Exercise description:
Rewrite the records below with "target" renamed to "object" throughout, leaving everything else unchanged.
— Start of Excerpted data —
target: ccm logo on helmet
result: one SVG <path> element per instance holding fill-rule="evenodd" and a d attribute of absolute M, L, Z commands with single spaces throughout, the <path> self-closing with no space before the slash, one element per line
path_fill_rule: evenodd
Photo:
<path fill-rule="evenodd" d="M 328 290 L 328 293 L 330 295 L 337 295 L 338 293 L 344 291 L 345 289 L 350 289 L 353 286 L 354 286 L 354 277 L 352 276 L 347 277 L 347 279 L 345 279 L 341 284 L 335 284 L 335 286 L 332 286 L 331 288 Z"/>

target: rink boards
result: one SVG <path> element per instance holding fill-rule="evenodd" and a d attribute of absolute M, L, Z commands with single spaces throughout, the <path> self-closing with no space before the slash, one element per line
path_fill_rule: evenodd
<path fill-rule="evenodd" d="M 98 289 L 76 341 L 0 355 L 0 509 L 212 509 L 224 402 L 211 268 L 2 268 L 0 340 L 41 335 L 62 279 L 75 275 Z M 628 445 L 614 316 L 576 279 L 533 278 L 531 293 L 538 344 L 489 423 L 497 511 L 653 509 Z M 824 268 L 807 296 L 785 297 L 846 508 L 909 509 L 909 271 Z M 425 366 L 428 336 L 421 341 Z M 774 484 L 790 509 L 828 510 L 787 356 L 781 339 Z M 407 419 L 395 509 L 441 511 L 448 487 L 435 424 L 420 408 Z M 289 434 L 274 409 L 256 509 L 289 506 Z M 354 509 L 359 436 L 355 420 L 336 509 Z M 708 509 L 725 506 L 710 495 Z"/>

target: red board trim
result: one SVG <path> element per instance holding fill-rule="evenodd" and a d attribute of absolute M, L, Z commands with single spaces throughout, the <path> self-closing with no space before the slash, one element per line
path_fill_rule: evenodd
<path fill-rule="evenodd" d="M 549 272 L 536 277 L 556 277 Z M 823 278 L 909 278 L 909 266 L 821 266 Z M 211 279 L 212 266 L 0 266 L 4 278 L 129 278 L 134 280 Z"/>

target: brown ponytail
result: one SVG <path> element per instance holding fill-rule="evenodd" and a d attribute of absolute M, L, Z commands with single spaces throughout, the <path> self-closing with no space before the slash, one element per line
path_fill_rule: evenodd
— End of Excerpted data —
Expected answer:
object: ccm logo on helmet
result: one SVG <path> element per instance holding fill-rule="evenodd" and a d attribute of absolute M, L, Z commands with single spaces throughout, the <path> self-closing with no space before the slash, one element per line
path_fill_rule: evenodd
Photo:
<path fill-rule="evenodd" d="M 328 290 L 328 293 L 330 295 L 337 295 L 338 293 L 344 291 L 345 289 L 350 289 L 353 286 L 354 286 L 354 277 L 352 276 L 347 277 L 347 279 L 345 279 L 341 284 L 335 284 L 335 286 L 332 286 L 331 288 Z"/>

object: rink boards
result: one SVG <path> element per instance holding fill-rule="evenodd" and a d attribute of absolute M, L, Z commands with single spaces throughout, the <path> self-closing with no space before the slash, one element per line
path_fill_rule: evenodd
<path fill-rule="evenodd" d="M 98 289 L 76 341 L 0 355 L 0 509 L 212 509 L 224 402 L 211 268 L 2 268 L 0 340 L 41 335 L 62 279 L 75 275 Z M 628 445 L 614 316 L 576 279 L 533 278 L 531 293 L 538 344 L 489 423 L 497 511 L 653 509 Z M 824 268 L 807 296 L 785 297 L 846 508 L 909 509 L 909 271 Z M 425 366 L 428 336 L 421 341 Z M 774 484 L 790 509 L 828 510 L 787 356 L 781 339 Z M 407 419 L 395 509 L 441 511 L 448 487 L 435 424 L 420 408 Z M 289 434 L 274 409 L 256 509 L 289 506 Z M 354 509 L 359 436 L 355 420 L 336 509 Z M 708 509 L 725 506 L 710 495 Z"/>

object: red board trim
result: one SVG <path> element per instance holding fill-rule="evenodd" and a d attribute of absolute M, L, Z commands with single spaces throughout, the <path> self-closing with no space before the slash, one element per line
path_fill_rule: evenodd
<path fill-rule="evenodd" d="M 549 272 L 536 277 L 556 277 Z M 823 278 L 909 278 L 909 266 L 821 266 Z M 211 279 L 212 266 L 0 266 L 4 278 L 129 278 L 134 280 Z"/>

object: brown ponytail
result: one SVG <path> element per instance holding fill-rule="evenodd" and a d attribute of absolute M, L, Z commands with single spaces throughout, the <path> self-closing with no space before the slash, one element per line
path_fill_rule: evenodd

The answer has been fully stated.